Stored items
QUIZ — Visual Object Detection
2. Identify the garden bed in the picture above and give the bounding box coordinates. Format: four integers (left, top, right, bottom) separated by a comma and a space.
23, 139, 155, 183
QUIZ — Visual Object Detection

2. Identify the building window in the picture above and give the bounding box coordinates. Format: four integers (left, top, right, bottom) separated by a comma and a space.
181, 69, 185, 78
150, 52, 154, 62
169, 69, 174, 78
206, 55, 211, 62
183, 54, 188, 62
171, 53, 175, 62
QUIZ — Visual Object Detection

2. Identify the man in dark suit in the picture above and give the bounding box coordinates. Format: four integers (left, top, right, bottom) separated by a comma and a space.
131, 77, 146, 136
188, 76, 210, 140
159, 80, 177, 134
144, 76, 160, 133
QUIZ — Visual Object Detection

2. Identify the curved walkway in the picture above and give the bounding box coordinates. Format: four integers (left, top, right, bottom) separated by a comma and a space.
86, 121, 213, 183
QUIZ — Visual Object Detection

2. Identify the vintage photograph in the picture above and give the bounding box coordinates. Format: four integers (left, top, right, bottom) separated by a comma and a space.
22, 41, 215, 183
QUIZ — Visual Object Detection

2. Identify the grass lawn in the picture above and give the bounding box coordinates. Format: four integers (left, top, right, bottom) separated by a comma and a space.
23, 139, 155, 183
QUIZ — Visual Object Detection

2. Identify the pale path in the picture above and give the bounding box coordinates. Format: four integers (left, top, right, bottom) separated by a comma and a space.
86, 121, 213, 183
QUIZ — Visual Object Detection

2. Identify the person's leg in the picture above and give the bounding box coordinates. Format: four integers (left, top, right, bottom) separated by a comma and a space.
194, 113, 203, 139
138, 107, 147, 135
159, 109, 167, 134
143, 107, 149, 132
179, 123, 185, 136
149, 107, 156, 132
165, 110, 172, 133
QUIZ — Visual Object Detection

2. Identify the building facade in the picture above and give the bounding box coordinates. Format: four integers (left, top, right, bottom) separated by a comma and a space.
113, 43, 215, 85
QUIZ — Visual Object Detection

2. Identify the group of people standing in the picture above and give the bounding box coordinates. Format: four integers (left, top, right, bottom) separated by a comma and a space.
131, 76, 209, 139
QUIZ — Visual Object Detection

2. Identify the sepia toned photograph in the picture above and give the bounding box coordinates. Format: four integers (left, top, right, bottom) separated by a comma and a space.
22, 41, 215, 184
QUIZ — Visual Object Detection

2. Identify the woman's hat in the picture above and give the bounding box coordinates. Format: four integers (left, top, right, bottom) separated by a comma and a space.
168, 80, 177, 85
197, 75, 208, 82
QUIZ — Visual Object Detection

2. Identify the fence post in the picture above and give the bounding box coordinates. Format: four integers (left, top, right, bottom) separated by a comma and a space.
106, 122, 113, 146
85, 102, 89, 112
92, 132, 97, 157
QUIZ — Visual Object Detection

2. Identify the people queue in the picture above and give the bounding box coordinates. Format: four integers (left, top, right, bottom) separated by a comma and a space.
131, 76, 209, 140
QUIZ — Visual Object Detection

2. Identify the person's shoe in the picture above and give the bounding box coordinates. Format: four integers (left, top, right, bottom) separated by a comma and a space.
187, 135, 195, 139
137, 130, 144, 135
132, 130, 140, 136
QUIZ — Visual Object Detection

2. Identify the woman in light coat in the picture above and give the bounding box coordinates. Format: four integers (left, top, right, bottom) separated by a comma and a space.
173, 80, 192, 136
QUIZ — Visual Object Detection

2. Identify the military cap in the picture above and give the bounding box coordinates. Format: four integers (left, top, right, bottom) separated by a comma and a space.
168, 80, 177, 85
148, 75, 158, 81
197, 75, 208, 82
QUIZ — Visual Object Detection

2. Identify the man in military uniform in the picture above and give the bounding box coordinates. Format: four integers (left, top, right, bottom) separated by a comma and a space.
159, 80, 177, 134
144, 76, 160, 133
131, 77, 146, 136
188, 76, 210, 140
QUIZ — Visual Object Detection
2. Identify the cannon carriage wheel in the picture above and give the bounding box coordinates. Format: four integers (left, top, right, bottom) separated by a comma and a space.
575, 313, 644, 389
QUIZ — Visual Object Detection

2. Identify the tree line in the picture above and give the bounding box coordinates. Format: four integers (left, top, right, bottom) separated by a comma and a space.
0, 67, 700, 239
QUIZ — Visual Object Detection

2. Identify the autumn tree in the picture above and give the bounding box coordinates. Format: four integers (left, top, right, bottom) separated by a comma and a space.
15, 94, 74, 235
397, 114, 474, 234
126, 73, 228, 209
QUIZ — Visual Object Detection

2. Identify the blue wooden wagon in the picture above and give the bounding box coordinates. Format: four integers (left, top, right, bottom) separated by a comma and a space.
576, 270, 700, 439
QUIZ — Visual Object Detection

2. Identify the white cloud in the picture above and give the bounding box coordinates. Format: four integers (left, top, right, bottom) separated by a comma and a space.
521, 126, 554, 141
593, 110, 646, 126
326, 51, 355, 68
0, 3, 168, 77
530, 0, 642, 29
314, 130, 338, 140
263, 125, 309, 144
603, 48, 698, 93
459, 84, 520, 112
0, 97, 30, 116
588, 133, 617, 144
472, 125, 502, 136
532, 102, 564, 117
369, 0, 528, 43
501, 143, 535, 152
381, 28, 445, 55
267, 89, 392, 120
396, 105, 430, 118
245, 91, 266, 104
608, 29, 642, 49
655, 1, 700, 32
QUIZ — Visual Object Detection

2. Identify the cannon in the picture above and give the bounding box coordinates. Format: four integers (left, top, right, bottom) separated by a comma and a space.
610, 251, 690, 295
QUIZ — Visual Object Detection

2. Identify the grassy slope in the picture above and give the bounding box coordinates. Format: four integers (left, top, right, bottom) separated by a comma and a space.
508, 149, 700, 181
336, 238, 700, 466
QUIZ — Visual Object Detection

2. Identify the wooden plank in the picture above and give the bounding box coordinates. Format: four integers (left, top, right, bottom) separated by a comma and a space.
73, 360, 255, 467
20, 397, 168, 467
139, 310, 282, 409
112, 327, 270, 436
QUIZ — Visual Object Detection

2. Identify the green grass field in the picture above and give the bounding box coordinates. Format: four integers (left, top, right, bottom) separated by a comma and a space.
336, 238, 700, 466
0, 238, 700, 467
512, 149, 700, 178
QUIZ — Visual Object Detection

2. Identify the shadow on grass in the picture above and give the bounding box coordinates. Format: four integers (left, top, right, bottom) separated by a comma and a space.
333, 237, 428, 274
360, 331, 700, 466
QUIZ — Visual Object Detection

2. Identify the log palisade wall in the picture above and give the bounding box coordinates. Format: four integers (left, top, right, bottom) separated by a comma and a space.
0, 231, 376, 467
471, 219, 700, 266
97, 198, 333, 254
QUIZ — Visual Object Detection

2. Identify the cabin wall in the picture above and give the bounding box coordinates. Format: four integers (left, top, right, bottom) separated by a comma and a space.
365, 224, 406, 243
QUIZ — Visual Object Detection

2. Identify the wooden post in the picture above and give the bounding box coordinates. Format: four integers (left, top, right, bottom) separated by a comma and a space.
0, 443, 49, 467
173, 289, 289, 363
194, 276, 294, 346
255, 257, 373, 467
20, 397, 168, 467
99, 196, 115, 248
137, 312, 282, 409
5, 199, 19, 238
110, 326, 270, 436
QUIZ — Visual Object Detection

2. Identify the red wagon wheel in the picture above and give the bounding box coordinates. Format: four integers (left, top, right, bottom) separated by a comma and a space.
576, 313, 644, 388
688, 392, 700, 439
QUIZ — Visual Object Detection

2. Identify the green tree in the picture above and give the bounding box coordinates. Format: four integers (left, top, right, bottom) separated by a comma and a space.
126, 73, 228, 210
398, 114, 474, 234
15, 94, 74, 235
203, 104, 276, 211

> [WORK INSTRUCTIONS]
Rewrite the entire listing above, replacing "bounding box" with "enclosing box" wherever it occurs and leaving everything else unchanged.

> [RESULT OF THIS EXERCISE]
QUIZ — Visual Object Detection
2. Identify the garden bed in the picture above and give the enclosing box coordinates. Format: four integers (left, top, right, bottom) separated by a comma and a space.
23, 139, 155, 183
QUIZ — Visual Object Detection

2. Identify the building window in the picture above and give the enclosing box coordinates. Format: four integers (left, top, right, bottom) separated by a comma and a space.
181, 69, 185, 78
150, 52, 154, 62
169, 69, 174, 78
206, 55, 211, 62
183, 54, 188, 62
171, 53, 175, 62
QUIZ — Visual Object Detection

2. Identify the man in dark suit in the picture above and give the enclosing box coordinates. Format: four integers (left, top, right, bottom) separated by a comma and a space.
131, 77, 146, 136
188, 76, 210, 140
159, 80, 177, 134
144, 76, 160, 133
QUIZ — Visual Object Detection

2. Identify the curved walkway in the picture above and give the enclosing box coordinates. Format: four integers (left, top, right, bottom) separated by a comma and a space.
86, 121, 213, 183
QUIZ — Visual Object Detection

2. Identify the vintage photograph in the picture above and give the enclosing box coordinates. Format: four integers (left, top, right, bottom) separated by a comma and a space.
22, 41, 215, 183
QUIZ — Visual Object Detection

2. Identify the grass lawn in the picture above and give the enclosing box coordinates. Format: four integers (left, top, right, bottom) separated by a comma and a space.
23, 139, 155, 183
QUIZ — Visual Object Detection

2. Identify the pale path in the picture above and give the enclosing box coordinates. Format: four integers (left, top, right, bottom) separated by a comma and a space.
86, 121, 213, 183
QUIZ — Visual Object Detection

2. Identify the person's leg in the picture above and give the enclosing box coordinates. Format: four integers (left, top, right, bottom) separated by a comma and a space.
194, 113, 203, 139
138, 107, 147, 135
159, 109, 167, 134
143, 107, 149, 132
179, 123, 185, 136
149, 107, 156, 132
165, 110, 172, 133
QUIZ — Visual Object Detection

2. Identify the building facade in the picture above and give the enclosing box coordinates. Format: four integers (left, top, right, bottom) separated by a comma and a space.
113, 43, 215, 85
QUIZ — Visual Object Detection

2. Identify the group of people standing in the picture above and give the enclosing box coordinates. Format: four integers (left, top, right, bottom) separated by a comma and a space.
131, 76, 209, 139
QUIZ — Visual Object Detection

2. Identify the sepia toned photograph in the picture above and give the enclosing box coordinates. Format: four integers (left, top, right, bottom) separated by a comma and a space.
22, 41, 215, 184
QUIZ — Visual Object Detection

2. Identify the woman's hat in the picture above and give the enclosing box coordinates. Format: four integers (left, top, right, bottom) separated by a comma and a space.
168, 80, 177, 85
197, 75, 208, 82
QUIZ — Visual Object Detection

2. Identify the fence post in the picture above and give the enclosing box coordinates. Format: four integers (left, top, right, bottom) separated by a comma and a space.
106, 122, 113, 146
85, 102, 89, 112
92, 132, 97, 157
QUIZ — Visual Object Detection

2. Identify the people queue in the picture above and give the enclosing box coordinates. Format: four integers (left, top, right, bottom) separated by a comma and a space.
131, 76, 209, 140
QUIZ — Visual Object Detection

2. Identify the person's shoe in the picture above and give the enclosing box coordinates. Format: four integers (left, top, right, bottom) separated by a comma and a space.
187, 135, 195, 139
137, 130, 144, 135
132, 130, 140, 136
QUIZ — Visual Object Detection

2. Identify the woman in light coat in the picture above and give the enclosing box coordinates. Format: four integers (left, top, right, bottom) separated by a comma and a space.
173, 80, 192, 136
QUIZ — Visual Object Detection

2. Identify the military cap in the picture above and give the enclosing box coordinates. Format: four integers (left, top, right, bottom) separated by a comma and a space.
168, 80, 177, 85
148, 75, 158, 81
197, 75, 208, 82
QUIZ — Visual Object Detection

2. Identify the man in military uniform in the picture above and give the enclosing box coordinates. Format: four integers (left, top, right, bottom) separated by a comma and a space.
159, 80, 177, 134
144, 76, 160, 133
131, 77, 146, 136
188, 76, 210, 140
QUIZ — Visual Object Detection
2. Identify the cannon carriage wheel in the picture above and give the enclosing box coordinates. Format: four integers (left, top, right, bottom) separated by a comma and a space.
575, 313, 644, 389
QUIZ — Visual Object Detection

2. Identify the tree line in the picture above and give the enclosing box coordinates. Format: four integers (left, top, right, bottom) separated by a comma and a space.
0, 67, 700, 239
QUIZ — Visual Object Detection

2. Identify the autumn tree in the picture above and give the enclosing box coordinates. Format: four integers (left, top, right, bottom) separated by a comma and a space.
15, 94, 74, 235
397, 114, 474, 234
126, 73, 228, 209
QUIZ — Visual Object Detection

2. Identify the blue wooden wagon in the picture above and give the enclosing box coordinates. Format: four integers (left, top, right, bottom) separated by a comma and a space.
576, 270, 700, 439
QUIZ — Visual Object Detection

2. Identify the white cloud in the picture above and give the enclosing box coordinates. Format: four integers (left, top, right, bottom) separated by a comma and a space.
521, 126, 554, 141
593, 110, 646, 126
326, 51, 355, 68
0, 3, 168, 77
530, 0, 642, 29
314, 130, 338, 140
263, 125, 309, 144
603, 48, 698, 93
459, 84, 520, 112
0, 97, 30, 116
588, 133, 617, 144
472, 125, 502, 136
532, 102, 564, 117
369, 0, 528, 43
501, 143, 535, 152
381, 28, 445, 55
267, 89, 392, 120
396, 105, 430, 118
245, 91, 266, 104
608, 29, 642, 49
655, 1, 700, 32
QUIZ — Visual Object Detection

2. Identify the cannon in the picture above and give the enclosing box coordinates. Format: four integers (left, top, right, bottom) separated by a comma and a space.
610, 251, 690, 295
QUIZ — Visual Object Detection

2. Identify the grassy slope in the picture above and give the enclosing box coordinates. Format: four integers (left, top, right, bottom) separated by a comma and a space.
508, 149, 700, 181
336, 238, 700, 466
QUIZ — Visual Object Detection

2. Identify the wooden plank in the picture above and give the enclosing box coordinates. Format: four integers (left, top, right, bottom) separated by a comma and a space.
73, 360, 255, 467
20, 397, 168, 467
139, 310, 282, 409
112, 327, 270, 436
QUIZ — Visual Object Detection

2. Identify the green grass field in the picture above and give the enclosing box coordinates. Format: four integers (left, top, right, bottom) separated by a comma and a space.
336, 238, 700, 466
0, 238, 700, 467
512, 149, 700, 178
QUIZ — Visual Object Detection

2. Identify the shadow on grass in the picture above and give the enclosing box coordinates. Format: four integers (left, top, right, bottom) separated by a comma and a space.
333, 237, 428, 274
360, 331, 700, 466
QUIZ — Visual Object Detection

2. Identify the log palisade wall in the picture above and give the enclosing box coordinates. Format: four integers (left, top, right, bottom) separated by a comma and a space.
0, 231, 376, 467
471, 219, 700, 266
97, 198, 333, 254
QUIZ — Visual Object Detection

2. Identify the cabin wall in the picture above and give the enclosing box coordinates. Format: four integers (left, top, right, bottom) separated by a comma and a space.
365, 224, 406, 243
QUIZ — Visual Object Detection

2. Identify the wooden post in the picture above and give the enclosing box coordinates. Format: four integers (left, top, right, bottom) separated by a comma and a space.
0, 443, 49, 467
173, 289, 289, 363
194, 276, 294, 346
255, 257, 373, 467
20, 397, 168, 467
99, 196, 115, 248
137, 312, 282, 409
5, 199, 19, 238
110, 326, 270, 436
QUIZ — Visual Object Detection

2. Identify the red wagon wheel in the picture above and give the enclosing box coordinates. Format: four integers (left, top, right, bottom) separated by a comma and a space.
576, 313, 644, 388
688, 392, 700, 439
QUIZ — Visual Object Detection

2. Identify the green tree in the picture above and give the enclosing box coordinates. Format: four integers (left, top, right, bottom) separated by a comma and a space.
126, 73, 228, 210
398, 114, 474, 234
15, 94, 74, 235
203, 104, 276, 211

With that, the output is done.